### Work to be completed:
Your answer should hold exactly the lines from the one with "target | grass" through the last line of the material below, nothing before and nothing extra.

### Data:
--- --- ---

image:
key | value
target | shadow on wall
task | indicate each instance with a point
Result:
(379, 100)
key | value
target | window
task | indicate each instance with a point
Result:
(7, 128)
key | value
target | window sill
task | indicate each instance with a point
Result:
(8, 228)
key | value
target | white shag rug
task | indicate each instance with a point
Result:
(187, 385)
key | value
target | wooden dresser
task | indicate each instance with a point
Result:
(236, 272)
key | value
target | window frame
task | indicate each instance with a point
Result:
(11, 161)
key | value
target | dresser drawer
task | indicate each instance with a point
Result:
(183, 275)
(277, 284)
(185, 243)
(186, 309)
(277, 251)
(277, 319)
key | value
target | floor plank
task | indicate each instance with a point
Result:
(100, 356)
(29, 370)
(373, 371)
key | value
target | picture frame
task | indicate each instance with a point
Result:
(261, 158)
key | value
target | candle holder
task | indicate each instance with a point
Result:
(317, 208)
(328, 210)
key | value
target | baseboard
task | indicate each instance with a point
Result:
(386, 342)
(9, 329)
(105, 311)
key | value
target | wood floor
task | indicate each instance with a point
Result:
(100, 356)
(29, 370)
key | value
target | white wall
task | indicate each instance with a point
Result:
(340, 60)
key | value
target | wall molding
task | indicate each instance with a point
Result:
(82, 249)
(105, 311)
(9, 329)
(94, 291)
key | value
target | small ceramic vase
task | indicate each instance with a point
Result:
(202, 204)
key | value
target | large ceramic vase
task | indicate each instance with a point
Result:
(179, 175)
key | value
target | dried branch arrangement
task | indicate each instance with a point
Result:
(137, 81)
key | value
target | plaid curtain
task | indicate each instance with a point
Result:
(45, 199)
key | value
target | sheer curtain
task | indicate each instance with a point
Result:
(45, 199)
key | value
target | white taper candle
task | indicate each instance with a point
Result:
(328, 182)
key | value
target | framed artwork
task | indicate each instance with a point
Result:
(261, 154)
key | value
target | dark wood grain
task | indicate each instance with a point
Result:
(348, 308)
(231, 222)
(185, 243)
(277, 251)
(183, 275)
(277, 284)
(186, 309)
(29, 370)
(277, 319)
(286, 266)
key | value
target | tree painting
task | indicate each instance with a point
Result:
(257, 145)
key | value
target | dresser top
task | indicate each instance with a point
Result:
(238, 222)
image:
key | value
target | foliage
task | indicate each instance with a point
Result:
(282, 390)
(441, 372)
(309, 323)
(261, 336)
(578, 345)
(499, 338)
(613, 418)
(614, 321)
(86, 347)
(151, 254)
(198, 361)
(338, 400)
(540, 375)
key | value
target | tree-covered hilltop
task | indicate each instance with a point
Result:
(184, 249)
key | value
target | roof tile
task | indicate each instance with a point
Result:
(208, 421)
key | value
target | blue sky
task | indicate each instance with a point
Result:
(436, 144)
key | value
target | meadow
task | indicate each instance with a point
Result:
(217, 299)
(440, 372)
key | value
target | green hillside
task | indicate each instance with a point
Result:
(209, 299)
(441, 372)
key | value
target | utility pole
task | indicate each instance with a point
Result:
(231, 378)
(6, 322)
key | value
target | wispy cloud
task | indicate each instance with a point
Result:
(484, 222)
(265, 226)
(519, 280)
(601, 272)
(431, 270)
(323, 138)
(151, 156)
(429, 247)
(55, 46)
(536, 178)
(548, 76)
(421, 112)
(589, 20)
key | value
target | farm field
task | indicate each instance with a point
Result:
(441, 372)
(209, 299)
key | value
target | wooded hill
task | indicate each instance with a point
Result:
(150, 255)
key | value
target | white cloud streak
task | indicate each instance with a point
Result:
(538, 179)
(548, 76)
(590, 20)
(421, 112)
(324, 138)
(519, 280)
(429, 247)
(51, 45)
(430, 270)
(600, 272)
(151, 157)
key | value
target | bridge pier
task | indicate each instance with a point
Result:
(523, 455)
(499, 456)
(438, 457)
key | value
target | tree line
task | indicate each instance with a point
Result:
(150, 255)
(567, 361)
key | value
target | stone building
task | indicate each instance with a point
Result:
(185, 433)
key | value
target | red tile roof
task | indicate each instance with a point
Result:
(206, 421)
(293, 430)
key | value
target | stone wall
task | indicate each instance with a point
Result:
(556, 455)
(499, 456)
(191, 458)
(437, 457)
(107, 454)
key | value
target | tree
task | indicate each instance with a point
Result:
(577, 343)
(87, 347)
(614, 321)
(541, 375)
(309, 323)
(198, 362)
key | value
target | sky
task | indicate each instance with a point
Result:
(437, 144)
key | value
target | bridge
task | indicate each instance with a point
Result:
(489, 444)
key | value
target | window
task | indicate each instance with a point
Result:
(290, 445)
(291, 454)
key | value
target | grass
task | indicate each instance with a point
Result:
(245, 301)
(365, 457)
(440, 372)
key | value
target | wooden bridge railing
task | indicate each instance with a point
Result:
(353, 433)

--- --- ---

### Task output:
target | grass
task | indicate each instance with a point
Result:
(245, 301)
(365, 457)
(440, 372)
key | value
target | wooden bridge railing
task | indicate each instance with a point
Result:
(353, 433)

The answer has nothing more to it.